▶ Problems to solve:
1 - According to the article on machine translation for Indian languages, about what share of India's population speaks the 22 scheduled languages?
2 - Pick up the article on machine translation for Indian languages after its final sentence and keep writing it.

▶ Quoted passage:
++++++++

India’s linguistic landscape is characterized by a diverse array of languages, with 22 scheduled languages recognized in the Constitution. These languages, including Assamese, Bengali, Bodo, Dogri, Konkani, Gujarati, Hindi, Kannada, Kashmiri, Maithili, Malayalam, Marathi, Manipuri, Nepali, Odia, Punjabi, Sanskrit, Santali, Sindhi, Tamil, Telugu, and Urdu, are spoken by approximately 97% of the population.
While English often serves as a common medium of communication, high-quality machine translation (MT) systems for Indian languages are crucial for effective communication, social inclusion, equitable access, and national integrity.
However, the progress in open, accessible MT for Indian languages has been relatively slow compared to global advancements in the field.
A recent collaborative effort involving researchers from the Nilekani Centre at AI4Bharat, IIT Madras, Microsoft, EkStep Foundation, National Institute of Information and Communications Technology in Kyoto, Japan, and the Institute for Infocomm Research (I2R) in Singapore has shed light on the existing limitations in Indic MT models.
As the researchers explained in a paper published on June 17, 2023, there are some MT models that “either do not have a good coverage of Indian languages, or their performance on Indian languages is poor, or both.”
The primary reason behind these limitations is the absence of parallel training data that spans all 22 languages. Additionally, the lack of robust benchmarks specifically designed for Indian languages has hindered the evaluation of MT models in diverse domains or content of Indian origin. “There are no robust benchmarks designed explicitly for Indian languages,” the researchers said.
To address this gap, with their recent work they have made significant contributions to “wide, easy, and open access to good MT systems for all 22 scheduled Indian languages.”
Their work focuses on four key areas: curating and creating larger training datasets, creating diverse benchmarks, training multilingual models, and releasing models with open access. According to the researchers these contributions “pave the way for advancements in Indic MT” and offer promising prospects for improving machine translation in India.

++++++++

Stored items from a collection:
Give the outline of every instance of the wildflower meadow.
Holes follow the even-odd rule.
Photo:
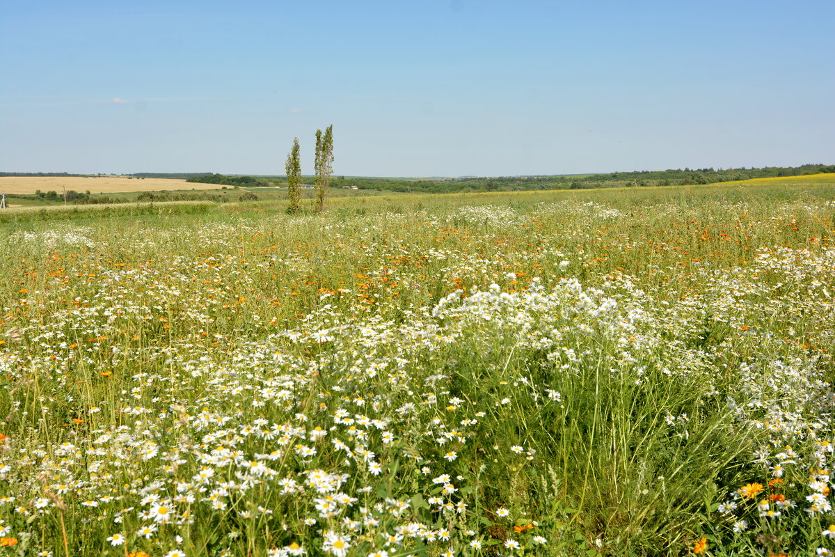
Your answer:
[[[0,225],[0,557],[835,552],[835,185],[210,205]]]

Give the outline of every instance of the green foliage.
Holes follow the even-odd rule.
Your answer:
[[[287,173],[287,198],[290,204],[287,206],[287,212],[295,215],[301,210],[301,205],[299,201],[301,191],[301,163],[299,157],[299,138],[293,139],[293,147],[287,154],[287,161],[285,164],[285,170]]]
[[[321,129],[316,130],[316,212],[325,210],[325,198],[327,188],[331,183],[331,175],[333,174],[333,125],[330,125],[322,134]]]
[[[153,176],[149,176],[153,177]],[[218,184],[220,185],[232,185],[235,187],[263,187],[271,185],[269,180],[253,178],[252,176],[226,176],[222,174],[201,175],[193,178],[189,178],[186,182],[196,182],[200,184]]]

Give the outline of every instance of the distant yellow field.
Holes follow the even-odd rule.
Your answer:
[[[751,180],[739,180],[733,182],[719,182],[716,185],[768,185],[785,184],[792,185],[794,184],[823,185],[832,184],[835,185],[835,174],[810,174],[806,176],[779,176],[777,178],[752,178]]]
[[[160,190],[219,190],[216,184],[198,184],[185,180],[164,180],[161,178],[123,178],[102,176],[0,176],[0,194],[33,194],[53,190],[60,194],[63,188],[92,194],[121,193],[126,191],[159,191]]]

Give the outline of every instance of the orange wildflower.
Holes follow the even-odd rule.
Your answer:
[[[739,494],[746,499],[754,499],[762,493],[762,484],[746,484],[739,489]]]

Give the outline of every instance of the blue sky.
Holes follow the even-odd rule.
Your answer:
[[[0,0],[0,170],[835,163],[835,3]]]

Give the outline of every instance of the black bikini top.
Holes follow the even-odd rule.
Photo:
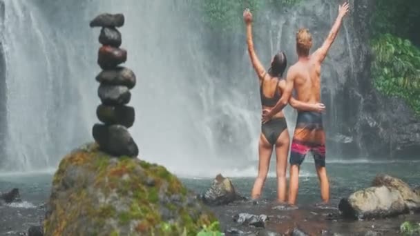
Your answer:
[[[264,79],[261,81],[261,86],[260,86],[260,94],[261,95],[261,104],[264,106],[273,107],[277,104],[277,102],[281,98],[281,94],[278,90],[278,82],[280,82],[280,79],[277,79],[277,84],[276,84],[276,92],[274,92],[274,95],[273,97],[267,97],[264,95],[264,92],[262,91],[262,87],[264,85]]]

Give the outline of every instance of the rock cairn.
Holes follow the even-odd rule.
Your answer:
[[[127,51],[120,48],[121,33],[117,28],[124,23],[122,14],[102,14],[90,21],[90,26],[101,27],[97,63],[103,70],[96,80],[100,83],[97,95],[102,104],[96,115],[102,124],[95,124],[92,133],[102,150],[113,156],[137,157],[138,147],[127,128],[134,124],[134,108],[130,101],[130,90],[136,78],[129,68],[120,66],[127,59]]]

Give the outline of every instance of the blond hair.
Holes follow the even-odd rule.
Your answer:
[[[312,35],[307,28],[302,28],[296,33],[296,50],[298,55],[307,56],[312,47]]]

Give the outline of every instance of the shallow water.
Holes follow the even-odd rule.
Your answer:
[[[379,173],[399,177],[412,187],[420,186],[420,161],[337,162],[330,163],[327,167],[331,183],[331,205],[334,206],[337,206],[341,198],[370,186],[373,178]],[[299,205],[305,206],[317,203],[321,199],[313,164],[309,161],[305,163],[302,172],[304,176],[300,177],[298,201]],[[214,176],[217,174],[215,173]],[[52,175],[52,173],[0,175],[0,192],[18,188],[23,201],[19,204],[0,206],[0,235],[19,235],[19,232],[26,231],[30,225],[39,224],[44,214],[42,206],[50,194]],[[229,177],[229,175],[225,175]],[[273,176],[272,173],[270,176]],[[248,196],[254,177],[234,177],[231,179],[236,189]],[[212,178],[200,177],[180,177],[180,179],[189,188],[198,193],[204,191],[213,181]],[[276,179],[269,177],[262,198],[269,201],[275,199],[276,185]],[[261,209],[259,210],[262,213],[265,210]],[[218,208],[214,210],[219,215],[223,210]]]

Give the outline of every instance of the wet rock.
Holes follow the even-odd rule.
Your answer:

++++++++

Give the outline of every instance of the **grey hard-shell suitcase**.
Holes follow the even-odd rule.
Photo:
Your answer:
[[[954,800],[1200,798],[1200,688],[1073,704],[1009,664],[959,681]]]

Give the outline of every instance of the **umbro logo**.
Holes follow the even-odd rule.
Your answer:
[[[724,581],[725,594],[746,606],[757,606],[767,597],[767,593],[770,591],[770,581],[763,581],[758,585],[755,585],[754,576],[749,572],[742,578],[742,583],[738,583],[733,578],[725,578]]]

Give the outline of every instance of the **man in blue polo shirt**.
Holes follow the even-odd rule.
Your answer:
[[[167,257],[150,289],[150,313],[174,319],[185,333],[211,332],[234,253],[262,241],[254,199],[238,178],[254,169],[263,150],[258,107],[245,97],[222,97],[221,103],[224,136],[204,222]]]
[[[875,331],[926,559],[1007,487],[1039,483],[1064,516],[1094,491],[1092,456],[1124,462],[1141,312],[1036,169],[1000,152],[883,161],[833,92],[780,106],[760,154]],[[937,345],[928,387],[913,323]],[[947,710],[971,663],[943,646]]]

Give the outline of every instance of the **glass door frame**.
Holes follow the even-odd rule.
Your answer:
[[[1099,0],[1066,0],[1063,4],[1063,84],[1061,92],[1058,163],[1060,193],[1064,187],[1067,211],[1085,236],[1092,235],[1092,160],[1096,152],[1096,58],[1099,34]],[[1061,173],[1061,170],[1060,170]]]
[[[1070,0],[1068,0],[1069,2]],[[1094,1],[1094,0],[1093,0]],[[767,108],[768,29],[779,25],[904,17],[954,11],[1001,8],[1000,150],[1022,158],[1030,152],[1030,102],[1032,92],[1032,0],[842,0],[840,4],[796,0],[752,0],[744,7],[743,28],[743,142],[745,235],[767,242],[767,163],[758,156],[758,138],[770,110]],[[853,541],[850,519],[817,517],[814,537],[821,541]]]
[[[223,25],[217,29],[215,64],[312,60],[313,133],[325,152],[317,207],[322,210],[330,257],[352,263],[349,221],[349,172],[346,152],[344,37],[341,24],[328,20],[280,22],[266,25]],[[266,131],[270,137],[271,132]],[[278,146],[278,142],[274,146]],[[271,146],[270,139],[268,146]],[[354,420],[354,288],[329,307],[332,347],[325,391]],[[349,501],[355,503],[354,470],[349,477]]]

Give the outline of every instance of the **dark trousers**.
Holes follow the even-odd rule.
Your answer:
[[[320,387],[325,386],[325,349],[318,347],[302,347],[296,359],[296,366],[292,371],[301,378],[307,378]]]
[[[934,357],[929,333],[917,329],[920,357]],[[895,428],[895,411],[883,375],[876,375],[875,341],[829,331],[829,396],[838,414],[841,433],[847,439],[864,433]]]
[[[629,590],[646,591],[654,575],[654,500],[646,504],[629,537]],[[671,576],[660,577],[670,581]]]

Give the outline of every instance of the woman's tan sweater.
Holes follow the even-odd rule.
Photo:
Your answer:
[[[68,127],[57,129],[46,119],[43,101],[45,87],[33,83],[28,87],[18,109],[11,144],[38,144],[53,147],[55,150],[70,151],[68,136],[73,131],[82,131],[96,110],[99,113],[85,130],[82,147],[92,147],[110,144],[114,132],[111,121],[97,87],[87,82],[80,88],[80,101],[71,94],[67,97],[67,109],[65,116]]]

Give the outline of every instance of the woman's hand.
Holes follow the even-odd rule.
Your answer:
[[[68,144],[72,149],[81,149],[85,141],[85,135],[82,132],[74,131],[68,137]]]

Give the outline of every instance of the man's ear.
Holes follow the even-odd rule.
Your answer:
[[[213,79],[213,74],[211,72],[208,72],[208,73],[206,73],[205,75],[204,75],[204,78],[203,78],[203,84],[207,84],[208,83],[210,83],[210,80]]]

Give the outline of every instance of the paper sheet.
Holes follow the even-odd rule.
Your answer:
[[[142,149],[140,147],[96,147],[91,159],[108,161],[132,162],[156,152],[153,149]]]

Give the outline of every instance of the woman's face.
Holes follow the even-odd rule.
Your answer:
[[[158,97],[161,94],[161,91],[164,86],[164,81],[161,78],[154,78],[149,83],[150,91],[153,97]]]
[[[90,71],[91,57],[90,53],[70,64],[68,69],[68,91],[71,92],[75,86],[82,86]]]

++++++++

▶ Answers to the problems:
1 - Approximately 97%.

2 -
Training and Evaluation
One crucial aspect of improving MT is the availability of comprehensive training datasets. In this regard, the researchers released the Bharat Parallel Corpus Collection (BPCC), which is the largest publicly available parallel corpora for Indic languages. BPCC comprises 230 million bitext pairs. This includes 126 million newly added pairs, including 644,000 manually translated sentence pairs. The BPCC dataset serves as a valuable resource for training and refining MT models, ensuring greater accuracy and linguistic nuances in translations.
Besides training datasets, the absence of robust benchmarks specifically designed for Indian languages has also been a significant hurdle in advancing MT in India. To address this limitation, they created the first parallel benchmark, IN22, covering all 22 Indian languages.
This benchmark encompasses diverse domains such as news, entertainment, culture, legal, and India-centric topics, featuring Indian-origin content, and source-original test sets. IN22 allows for the evaluation and comparison of translation models specifically tailored to the Indian context. According to the authors, IN22 and BPCC are “first-of-their-kind evaluation and training corpora covering 22 Indic languages.”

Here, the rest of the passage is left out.